- Texto para leitura -

┌──

Vigílias contra a violência doméstica

Realizaram-se recentemente diversas vigílias contra a violência doméstica, uma iniciativa que merece todo o apoio. Apesar de algum progresso feito nos últimos anos, o problema permanece preocupante e, quase no final do ano, podemos dizer que 2014 será um mau ano: estão já registadas 29 mortes de mulheres vítimas da violência dos seus companheiros e muitos casos foram denunciados sem que tivesse havido uma resposta rápida. Nos últimos dez anos, 400 mulheres morreram por violência doméstica.

Podemos dizer que bastante se tem feito. Não podemos esquecer que, na primeira metade do século XX, ocorriam com frequência comportamentos que hoje nos parecem intoleráveis. Em pleno salazarismo, defendia-se que a mulher devia obediência ao marido e tinha poucas possibilidades de ouvir a sua voz. As mulheres tinham como missão tratar da casa e dos filhos, os maus tratos eram tolerados com conformismo e as denúncias, sempre raras, não tinham qualquer eficácia.           

A Constituição da República de 1976 e o Código Civil de 1978 alteraram o enquadramento legal desta questão, ao defenderem a igualdade entre homens e mulheres e a partilha de decisões sobre a gestão dos bens comuns do casal, abrindo caminho a uma série de alterações legislativas que conduzem, nos dias de hoje, à implicação dos cidadãos na resolução deste problema.

As vigílias que referi são importantes formas de denúncia do problema da violência conjugal. Importa que se repitam e que muitas mais pessoas possam aderir, de modo a criar um amplo movimento de opinião, semelhante ao que ocorreu em Espanha. Interessa demonstrar que estas manifestações dizem respeito a todos, porque a violência conjugal, para além de lesar gravemente a mulher, tem profunda repercussão sobre os filhos.

É importante, todavia, fazer muito mais. Se o problema é agora mais conhecido, nunca poderemos esquecer que a violência psicológica é frequente e menos visível, contribuindo também para graves disfunções familiares, que se mantêm durante anos. A justiça, nestes casos, tem de ser mais rápida e eficaz, porque colocar a mulher numa casa de abrigo e deixar o agressor à solta não dá garantias de protecção.

└──

Registos de uma coleção:
┌──

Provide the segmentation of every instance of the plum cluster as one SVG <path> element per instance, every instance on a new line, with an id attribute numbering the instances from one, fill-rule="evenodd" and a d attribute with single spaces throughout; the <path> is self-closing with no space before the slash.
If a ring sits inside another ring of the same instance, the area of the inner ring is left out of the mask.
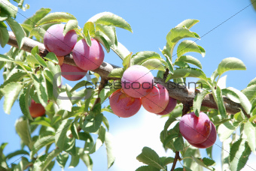
<path id="1" fill-rule="evenodd" d="M 63 34 L 64 24 L 51 26 L 44 37 L 45 48 L 53 52 L 59 58 L 62 76 L 68 80 L 77 81 L 82 79 L 87 70 L 98 68 L 104 60 L 104 51 L 100 44 L 91 39 L 89 46 L 84 39 L 78 40 L 78 35 L 75 30 L 70 30 Z M 72 52 L 76 66 L 62 64 L 59 58 L 63 58 Z"/>
<path id="2" fill-rule="evenodd" d="M 202 112 L 199 117 L 194 112 L 183 116 L 179 122 L 179 129 L 187 142 L 197 148 L 209 148 L 216 141 L 215 126 Z"/>
<path id="3" fill-rule="evenodd" d="M 121 86 L 122 88 L 109 97 L 114 113 L 120 117 L 128 118 L 135 115 L 142 105 L 150 112 L 166 115 L 177 104 L 177 100 L 169 96 L 164 86 L 154 84 L 152 74 L 145 67 L 130 67 L 123 74 Z"/>

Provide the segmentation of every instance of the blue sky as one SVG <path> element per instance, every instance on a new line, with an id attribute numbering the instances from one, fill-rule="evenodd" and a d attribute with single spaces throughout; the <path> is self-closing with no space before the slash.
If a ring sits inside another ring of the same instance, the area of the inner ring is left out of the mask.
<path id="1" fill-rule="evenodd" d="M 73 14 L 81 27 L 98 13 L 109 11 L 120 16 L 130 24 L 133 33 L 117 28 L 117 39 L 133 53 L 146 50 L 160 53 L 159 48 L 163 49 L 166 44 L 166 34 L 172 28 L 186 19 L 197 19 L 200 22 L 191 31 L 200 36 L 204 35 L 197 44 L 206 50 L 206 55 L 204 58 L 197 53 L 190 55 L 200 59 L 207 76 L 211 76 L 223 58 L 236 57 L 244 62 L 247 70 L 227 73 L 227 86 L 241 90 L 256 77 L 256 12 L 250 6 L 235 15 L 249 4 L 249 0 L 131 0 L 123 2 L 117 0 L 25 0 L 25 3 L 30 4 L 30 9 L 26 12 L 20 10 L 19 12 L 26 17 L 29 17 L 42 7 L 49 8 L 52 12 L 64 11 Z M 21 14 L 17 14 L 17 17 L 20 22 L 26 20 Z M 5 49 L 0 49 L 0 53 L 6 52 L 9 48 L 7 46 Z M 105 61 L 116 65 L 121 65 L 122 62 L 112 52 L 105 53 Z M 2 82 L 3 79 L 0 77 L 0 83 Z M 0 106 L 2 106 L 2 104 L 3 100 L 0 101 Z M 17 103 L 15 103 L 10 115 L 5 114 L 2 107 L 0 113 L 0 143 L 9 142 L 5 151 L 9 153 L 19 148 L 19 137 L 15 134 L 14 123 L 22 113 Z M 142 165 L 136 161 L 136 157 L 141 152 L 143 146 L 151 147 L 161 156 L 173 154 L 170 152 L 165 154 L 159 140 L 165 118 L 148 113 L 143 108 L 130 118 L 119 118 L 110 113 L 104 114 L 109 120 L 110 133 L 113 135 L 117 148 L 117 159 L 111 171 L 134 170 Z M 221 145 L 219 141 L 216 143 Z M 105 151 L 105 148 L 102 147 L 92 155 L 94 170 L 106 170 Z M 206 157 L 203 150 L 202 155 Z M 215 146 L 214 159 L 219 164 L 220 157 L 221 149 Z M 248 164 L 255 167 L 255 164 L 253 164 L 255 156 L 251 154 L 249 160 Z M 78 168 L 70 170 L 84 170 L 84 168 L 81 161 Z M 219 168 L 219 164 L 217 168 Z M 54 170 L 60 170 L 60 168 L 56 166 Z"/>

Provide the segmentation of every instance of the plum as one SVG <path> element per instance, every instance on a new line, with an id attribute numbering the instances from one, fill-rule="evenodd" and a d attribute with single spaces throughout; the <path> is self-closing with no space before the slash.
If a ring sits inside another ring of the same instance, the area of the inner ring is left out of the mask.
<path id="1" fill-rule="evenodd" d="M 41 104 L 37 104 L 35 101 L 32 99 L 31 104 L 29 107 L 30 115 L 32 118 L 37 118 L 39 116 L 42 116 L 45 114 L 45 110 L 43 105 Z"/>
<path id="2" fill-rule="evenodd" d="M 100 44 L 91 39 L 92 44 L 89 46 L 84 39 L 81 39 L 73 49 L 73 58 L 78 67 L 86 70 L 95 70 L 102 64 L 104 51 Z"/>
<path id="3" fill-rule="evenodd" d="M 198 144 L 209 137 L 212 130 L 211 121 L 206 113 L 200 112 L 197 117 L 193 112 L 181 117 L 179 129 L 188 142 Z"/>
<path id="4" fill-rule="evenodd" d="M 49 51 L 56 56 L 63 56 L 70 53 L 78 40 L 75 30 L 71 30 L 64 36 L 64 24 L 51 26 L 44 36 L 44 44 Z"/>
<path id="5" fill-rule="evenodd" d="M 174 110 L 174 108 L 175 108 L 176 105 L 177 105 L 177 100 L 172 98 L 171 97 L 169 97 L 169 103 L 166 109 L 164 109 L 164 110 L 163 110 L 162 112 L 156 113 L 156 114 L 163 116 L 163 115 L 170 113 Z"/>
<path id="6" fill-rule="evenodd" d="M 69 81 L 81 80 L 87 73 L 87 70 L 67 64 L 62 64 L 62 65 L 60 66 L 60 69 L 61 75 Z"/>
<path id="7" fill-rule="evenodd" d="M 161 112 L 169 103 L 168 91 L 162 85 L 157 84 L 148 95 L 142 98 L 142 103 L 147 111 L 153 113 Z"/>
<path id="8" fill-rule="evenodd" d="M 109 96 L 109 104 L 116 116 L 128 118 L 138 112 L 142 106 L 142 100 L 128 96 L 118 89 Z"/>
<path id="9" fill-rule="evenodd" d="M 133 65 L 128 68 L 123 74 L 122 88 L 133 98 L 142 98 L 153 89 L 154 76 L 145 67 Z"/>
<path id="10" fill-rule="evenodd" d="M 192 143 L 190 142 L 188 142 L 193 146 L 200 148 L 206 148 L 212 146 L 215 144 L 216 139 L 217 139 L 217 131 L 216 131 L 215 126 L 212 122 L 211 122 L 211 124 L 212 124 L 212 130 L 211 130 L 210 135 L 209 136 L 206 140 L 198 144 Z"/>

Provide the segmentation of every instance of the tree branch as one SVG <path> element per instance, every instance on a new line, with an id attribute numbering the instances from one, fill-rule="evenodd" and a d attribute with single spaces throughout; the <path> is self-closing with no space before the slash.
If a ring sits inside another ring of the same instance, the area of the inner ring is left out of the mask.
<path id="1" fill-rule="evenodd" d="M 15 36 L 12 32 L 9 32 L 9 40 L 8 42 L 8 44 L 18 47 Z M 32 49 L 35 46 L 38 46 L 40 52 L 40 56 L 41 57 L 44 57 L 47 51 L 46 50 L 43 44 L 39 43 L 38 41 L 35 41 L 32 39 L 25 38 L 24 38 L 24 44 L 22 46 L 22 50 L 27 51 L 29 52 L 31 52 Z M 65 56 L 64 62 L 65 64 L 69 64 L 71 65 L 76 66 L 72 54 L 69 54 Z M 113 78 L 111 76 L 108 76 L 109 73 L 114 69 L 120 67 L 117 67 L 114 64 L 108 64 L 107 62 L 103 62 L 102 65 L 94 70 L 92 70 L 95 73 L 97 73 L 100 75 L 102 78 L 104 78 L 105 80 L 117 80 L 117 78 Z M 171 98 L 177 99 L 178 100 L 181 101 L 183 104 L 188 104 L 188 105 L 193 105 L 193 100 L 195 98 L 196 93 L 194 89 L 187 89 L 187 88 L 181 88 L 178 86 L 178 84 L 168 81 L 167 82 L 165 82 L 164 80 L 160 78 L 154 78 L 154 82 L 156 83 L 160 83 L 165 86 Z M 242 112 L 245 113 L 245 115 L 250 118 L 250 116 L 248 113 L 246 113 L 244 109 L 242 107 L 242 106 L 239 104 L 235 103 L 232 101 L 230 99 L 229 99 L 227 97 L 224 96 L 224 105 L 226 107 L 226 110 L 230 114 L 236 114 L 236 112 L 239 112 L 240 110 L 242 110 Z M 191 105 L 191 106 L 192 106 Z M 202 106 L 209 107 L 212 109 L 218 109 L 218 106 L 214 100 L 213 96 L 212 94 L 207 94 L 205 98 L 203 100 Z"/>

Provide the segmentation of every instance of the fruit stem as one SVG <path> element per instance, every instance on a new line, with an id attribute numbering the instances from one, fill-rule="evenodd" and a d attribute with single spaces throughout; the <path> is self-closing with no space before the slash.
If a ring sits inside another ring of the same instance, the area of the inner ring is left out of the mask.
<path id="1" fill-rule="evenodd" d="M 173 164 L 171 169 L 171 171 L 173 171 L 175 169 L 176 166 L 176 164 L 177 164 L 177 160 L 181 160 L 181 157 L 179 157 L 179 152 L 175 152 L 175 157 L 174 158 L 174 161 L 173 161 Z"/>

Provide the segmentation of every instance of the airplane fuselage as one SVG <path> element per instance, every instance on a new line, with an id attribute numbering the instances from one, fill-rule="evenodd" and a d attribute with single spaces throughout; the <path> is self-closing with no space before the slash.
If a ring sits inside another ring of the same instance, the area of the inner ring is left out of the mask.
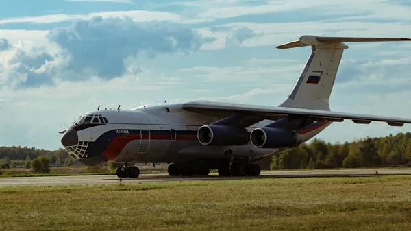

└──

- Lista de atividades -
(1) Responda às perguntas sobre o texto das vigílias contra a violência doméstica:
(a) Quantas mortes de mulheres vítimas dos companheiros estão já registadas em 2014?
(b) Que dois diplomas alteraram o enquadramento legal desta questão?
(c) Que país é dado como exemplo de um amplo movimento de opinião?
(2) Transcreva o trecho do texto sobre as vigílias contra a violência doméstica que começa em "Podemos dizer que bastante" e termina em "resolução deste problema.".
(3) Prolongue o texto sobre as vigílias contra a violência doméstica a partir da última frase apresentada.

- Respostas -
(1)
(a) 29 mortes.
(b) A Constituição da República de 1976 e o Código Civil de 1978.
(c) Espanha.

(2)
Podemos dizer que bastante se tem feito. Não podemos esquecer que, na primeira metade do século XX, ocorriam com frequência comportamentos que hoje nos parecem intoleráveis. Em pleno salazarismo, defendia-se que a mulher devia obediência ao marido e tinha poucas possibilidades de ouvir a sua voz. As mulheres tinham como missão tratar da casa e dos filhos, os maus tratos eram tolerados com conformismo e as denúncias, sempre raras, não tinham qualquer eficácia.           

A Constituição da República de 1976 e o Código Civil de 1978 alteraram o enquadramento legal desta questão, ao defenderem a igualdade entre homens e mulheres e a partilha de decisões sobre a gestão dos bens comuns do casal, abrindo caminho a uma série de alterações legislativas que conduzem, nos dias de hoje, à implicação dos cidadãos na resolução deste problema.

(3)
Quando se discute este tema pouco se fala da sua origem, e o debate foge para medidas de remediação em vez de se centrar na génese da questão. Por exemplo, ninguém denuncia a implicação dos tóxicos usados por estes homens, com realce para o alcoolismo: muitos agressores são dependentes do álcool, sendo pouco provável obter resultados sem afrontar essa dependência. Noutros casos, a conjugalidade violenta insere-se num padrão geral de violência e criminalidade masculina, com história de conflitos com a polícia e a justiça. Existe também um grupo de homens que só são violentos no casamento, sendo então essencial compreender a comunicação destrutiva no casal, onde a mulher também participa: aqui, a terapia de casal pode ser útil.

Na maior parte dos casos, os homens agressores têm perturbações da personalidade, sendo essencial implicar a Psiquiatria no seu tratamento, embora os resultados não sejam muito animadores.

A essencial intervenção pública de denúncia da violência doméstica tem de ser completada por intervenções na origem do problema, como exemplifiquei atrás, de modo a obtermos melhores resultados nesta questão.